* _STATED PROBLEM_: Count the lines in the material below that contain the string "chicken", treating uppercase and lowercase as different. Reply with the number alone.

* _RECORDS SHOWN_:
+++
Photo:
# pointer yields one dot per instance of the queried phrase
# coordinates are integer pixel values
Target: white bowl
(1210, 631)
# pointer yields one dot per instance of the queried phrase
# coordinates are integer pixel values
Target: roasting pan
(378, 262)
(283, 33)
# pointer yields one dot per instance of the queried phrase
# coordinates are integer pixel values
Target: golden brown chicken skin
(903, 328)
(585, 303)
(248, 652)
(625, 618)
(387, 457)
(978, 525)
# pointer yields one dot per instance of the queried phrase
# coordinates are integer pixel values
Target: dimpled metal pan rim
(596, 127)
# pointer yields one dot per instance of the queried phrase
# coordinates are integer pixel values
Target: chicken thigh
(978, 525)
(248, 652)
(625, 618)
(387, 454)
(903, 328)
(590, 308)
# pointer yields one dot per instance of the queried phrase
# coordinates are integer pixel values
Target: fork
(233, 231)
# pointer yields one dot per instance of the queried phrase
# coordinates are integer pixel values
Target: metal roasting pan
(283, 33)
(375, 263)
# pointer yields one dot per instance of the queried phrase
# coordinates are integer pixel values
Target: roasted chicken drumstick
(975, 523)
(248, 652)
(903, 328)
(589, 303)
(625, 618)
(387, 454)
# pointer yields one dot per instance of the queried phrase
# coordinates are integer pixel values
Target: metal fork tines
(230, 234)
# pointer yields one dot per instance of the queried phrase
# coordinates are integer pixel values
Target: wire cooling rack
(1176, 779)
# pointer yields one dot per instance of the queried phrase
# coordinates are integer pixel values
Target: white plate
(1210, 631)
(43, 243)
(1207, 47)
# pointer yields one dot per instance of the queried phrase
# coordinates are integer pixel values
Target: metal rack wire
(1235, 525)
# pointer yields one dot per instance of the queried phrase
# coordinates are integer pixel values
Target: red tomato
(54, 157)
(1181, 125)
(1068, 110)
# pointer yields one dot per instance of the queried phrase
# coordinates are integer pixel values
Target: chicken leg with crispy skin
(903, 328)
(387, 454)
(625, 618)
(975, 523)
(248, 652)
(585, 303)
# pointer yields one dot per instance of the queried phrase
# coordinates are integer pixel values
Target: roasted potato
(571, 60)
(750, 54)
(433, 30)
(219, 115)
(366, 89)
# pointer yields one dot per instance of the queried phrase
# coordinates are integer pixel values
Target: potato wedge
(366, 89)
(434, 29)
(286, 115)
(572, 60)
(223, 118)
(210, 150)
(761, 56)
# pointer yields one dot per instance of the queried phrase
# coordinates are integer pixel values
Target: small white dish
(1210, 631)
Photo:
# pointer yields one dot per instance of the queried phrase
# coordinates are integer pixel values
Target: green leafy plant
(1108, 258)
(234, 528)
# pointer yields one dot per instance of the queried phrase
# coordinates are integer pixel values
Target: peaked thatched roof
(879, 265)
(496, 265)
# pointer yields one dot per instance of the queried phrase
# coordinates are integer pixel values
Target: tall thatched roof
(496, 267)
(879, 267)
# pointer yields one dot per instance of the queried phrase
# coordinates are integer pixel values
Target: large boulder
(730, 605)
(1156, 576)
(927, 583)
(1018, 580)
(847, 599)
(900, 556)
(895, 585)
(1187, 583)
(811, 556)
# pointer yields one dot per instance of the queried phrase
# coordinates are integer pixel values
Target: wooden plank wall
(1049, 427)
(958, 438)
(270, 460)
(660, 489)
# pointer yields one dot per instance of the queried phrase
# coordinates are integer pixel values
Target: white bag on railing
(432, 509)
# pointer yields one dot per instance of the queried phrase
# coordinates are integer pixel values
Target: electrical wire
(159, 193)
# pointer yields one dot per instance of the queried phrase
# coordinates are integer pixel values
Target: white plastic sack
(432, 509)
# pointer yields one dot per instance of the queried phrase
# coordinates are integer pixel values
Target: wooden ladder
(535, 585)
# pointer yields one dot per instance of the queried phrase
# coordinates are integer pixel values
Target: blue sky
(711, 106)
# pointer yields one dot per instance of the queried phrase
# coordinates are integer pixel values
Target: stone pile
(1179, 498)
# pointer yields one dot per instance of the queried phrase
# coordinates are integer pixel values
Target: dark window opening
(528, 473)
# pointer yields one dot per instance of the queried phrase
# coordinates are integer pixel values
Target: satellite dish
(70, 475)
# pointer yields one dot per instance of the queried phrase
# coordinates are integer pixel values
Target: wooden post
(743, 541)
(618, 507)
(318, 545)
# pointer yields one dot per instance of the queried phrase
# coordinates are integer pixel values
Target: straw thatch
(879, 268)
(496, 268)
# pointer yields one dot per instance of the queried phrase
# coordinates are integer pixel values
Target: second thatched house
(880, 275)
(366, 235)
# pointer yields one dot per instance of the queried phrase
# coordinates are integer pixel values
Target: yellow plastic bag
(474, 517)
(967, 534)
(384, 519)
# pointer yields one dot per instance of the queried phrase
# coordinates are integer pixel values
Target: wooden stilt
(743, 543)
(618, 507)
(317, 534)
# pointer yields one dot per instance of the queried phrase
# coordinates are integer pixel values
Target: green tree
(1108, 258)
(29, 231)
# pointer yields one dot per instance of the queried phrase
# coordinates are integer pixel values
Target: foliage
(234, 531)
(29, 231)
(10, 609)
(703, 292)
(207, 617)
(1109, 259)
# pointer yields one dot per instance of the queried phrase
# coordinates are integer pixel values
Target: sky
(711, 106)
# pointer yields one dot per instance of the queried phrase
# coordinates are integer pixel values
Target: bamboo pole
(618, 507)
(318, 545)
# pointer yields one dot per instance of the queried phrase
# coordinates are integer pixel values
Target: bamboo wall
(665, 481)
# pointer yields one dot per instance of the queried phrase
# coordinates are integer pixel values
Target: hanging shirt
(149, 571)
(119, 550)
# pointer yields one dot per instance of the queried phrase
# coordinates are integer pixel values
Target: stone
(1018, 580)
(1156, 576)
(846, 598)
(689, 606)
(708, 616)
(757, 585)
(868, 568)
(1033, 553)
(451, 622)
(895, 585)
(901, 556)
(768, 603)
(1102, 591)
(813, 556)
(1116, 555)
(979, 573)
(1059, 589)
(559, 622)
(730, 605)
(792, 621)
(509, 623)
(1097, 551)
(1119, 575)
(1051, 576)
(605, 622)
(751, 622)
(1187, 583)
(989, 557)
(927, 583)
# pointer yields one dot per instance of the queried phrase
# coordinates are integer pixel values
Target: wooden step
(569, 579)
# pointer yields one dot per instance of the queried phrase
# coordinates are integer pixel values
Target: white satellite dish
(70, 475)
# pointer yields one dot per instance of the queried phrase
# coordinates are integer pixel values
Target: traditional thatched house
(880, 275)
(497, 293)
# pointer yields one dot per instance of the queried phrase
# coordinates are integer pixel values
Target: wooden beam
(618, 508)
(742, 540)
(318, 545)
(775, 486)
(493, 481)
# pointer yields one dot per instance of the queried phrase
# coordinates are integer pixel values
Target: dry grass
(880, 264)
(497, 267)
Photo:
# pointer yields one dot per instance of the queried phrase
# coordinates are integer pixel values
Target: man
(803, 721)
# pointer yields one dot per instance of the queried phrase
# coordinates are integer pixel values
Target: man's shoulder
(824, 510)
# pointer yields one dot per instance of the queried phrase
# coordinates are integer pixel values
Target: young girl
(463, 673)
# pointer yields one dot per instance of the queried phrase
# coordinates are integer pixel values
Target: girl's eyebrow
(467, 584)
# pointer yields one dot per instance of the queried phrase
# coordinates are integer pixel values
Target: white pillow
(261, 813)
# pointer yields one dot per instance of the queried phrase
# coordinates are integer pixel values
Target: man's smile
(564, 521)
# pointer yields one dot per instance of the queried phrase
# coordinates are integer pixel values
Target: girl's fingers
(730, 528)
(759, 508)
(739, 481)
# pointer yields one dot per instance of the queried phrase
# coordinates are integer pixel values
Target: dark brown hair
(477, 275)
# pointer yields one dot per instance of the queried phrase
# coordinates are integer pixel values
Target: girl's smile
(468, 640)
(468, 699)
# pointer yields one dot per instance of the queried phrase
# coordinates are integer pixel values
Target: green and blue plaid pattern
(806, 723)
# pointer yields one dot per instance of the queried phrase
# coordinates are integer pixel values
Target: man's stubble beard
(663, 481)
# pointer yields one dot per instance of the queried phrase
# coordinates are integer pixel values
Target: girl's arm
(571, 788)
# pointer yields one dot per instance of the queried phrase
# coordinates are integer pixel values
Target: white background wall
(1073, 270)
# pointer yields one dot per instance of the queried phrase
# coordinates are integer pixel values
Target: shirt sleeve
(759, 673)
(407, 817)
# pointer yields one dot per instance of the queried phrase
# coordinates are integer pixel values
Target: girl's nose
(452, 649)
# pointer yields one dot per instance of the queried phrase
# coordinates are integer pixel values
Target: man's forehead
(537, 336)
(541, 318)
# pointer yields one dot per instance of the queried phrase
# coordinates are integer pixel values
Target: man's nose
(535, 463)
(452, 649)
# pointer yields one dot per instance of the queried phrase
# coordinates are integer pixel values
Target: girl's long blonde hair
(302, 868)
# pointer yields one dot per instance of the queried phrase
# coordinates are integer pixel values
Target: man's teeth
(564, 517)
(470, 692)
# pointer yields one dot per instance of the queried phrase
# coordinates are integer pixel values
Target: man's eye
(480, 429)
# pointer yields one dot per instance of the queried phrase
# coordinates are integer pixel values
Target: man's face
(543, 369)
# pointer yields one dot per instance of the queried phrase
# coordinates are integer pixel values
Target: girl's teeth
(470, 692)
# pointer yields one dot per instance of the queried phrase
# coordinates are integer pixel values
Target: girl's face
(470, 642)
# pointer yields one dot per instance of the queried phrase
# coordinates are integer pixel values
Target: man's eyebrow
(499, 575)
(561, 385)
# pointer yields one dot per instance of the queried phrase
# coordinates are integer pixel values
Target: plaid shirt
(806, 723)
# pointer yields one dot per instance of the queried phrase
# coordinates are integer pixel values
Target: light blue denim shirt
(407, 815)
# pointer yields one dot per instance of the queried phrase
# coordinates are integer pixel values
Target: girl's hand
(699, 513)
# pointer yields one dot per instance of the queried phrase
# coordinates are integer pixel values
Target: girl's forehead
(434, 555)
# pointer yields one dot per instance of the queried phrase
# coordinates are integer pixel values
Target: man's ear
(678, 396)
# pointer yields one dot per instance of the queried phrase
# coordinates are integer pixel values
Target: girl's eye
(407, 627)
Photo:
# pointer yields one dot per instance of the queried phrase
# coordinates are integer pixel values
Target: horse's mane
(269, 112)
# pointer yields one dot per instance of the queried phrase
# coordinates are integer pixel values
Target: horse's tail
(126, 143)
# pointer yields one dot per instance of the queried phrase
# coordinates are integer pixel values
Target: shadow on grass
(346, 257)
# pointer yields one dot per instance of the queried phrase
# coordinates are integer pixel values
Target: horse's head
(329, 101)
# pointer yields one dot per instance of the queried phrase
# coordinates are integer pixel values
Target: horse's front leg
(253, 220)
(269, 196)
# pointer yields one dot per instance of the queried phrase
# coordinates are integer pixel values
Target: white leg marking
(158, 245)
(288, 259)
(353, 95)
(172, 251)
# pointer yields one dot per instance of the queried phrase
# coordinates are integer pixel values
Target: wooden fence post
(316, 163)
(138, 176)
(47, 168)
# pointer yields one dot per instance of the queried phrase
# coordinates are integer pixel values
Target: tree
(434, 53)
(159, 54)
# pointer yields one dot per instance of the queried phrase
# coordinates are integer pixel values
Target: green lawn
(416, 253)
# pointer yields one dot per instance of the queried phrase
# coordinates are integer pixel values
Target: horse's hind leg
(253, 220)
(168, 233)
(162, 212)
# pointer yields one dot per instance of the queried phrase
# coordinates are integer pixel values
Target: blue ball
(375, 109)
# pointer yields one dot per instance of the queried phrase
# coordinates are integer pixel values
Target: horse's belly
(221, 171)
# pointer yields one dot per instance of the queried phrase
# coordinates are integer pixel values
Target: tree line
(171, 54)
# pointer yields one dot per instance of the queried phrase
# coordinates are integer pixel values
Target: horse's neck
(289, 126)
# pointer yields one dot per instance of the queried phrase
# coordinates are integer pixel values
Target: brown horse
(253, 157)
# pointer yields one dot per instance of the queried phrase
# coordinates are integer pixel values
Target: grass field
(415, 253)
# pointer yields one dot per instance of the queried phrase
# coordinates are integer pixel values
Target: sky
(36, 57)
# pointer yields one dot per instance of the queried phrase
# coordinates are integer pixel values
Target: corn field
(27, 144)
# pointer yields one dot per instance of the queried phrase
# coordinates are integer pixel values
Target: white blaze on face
+++
* _FULL RESPONSE_: 4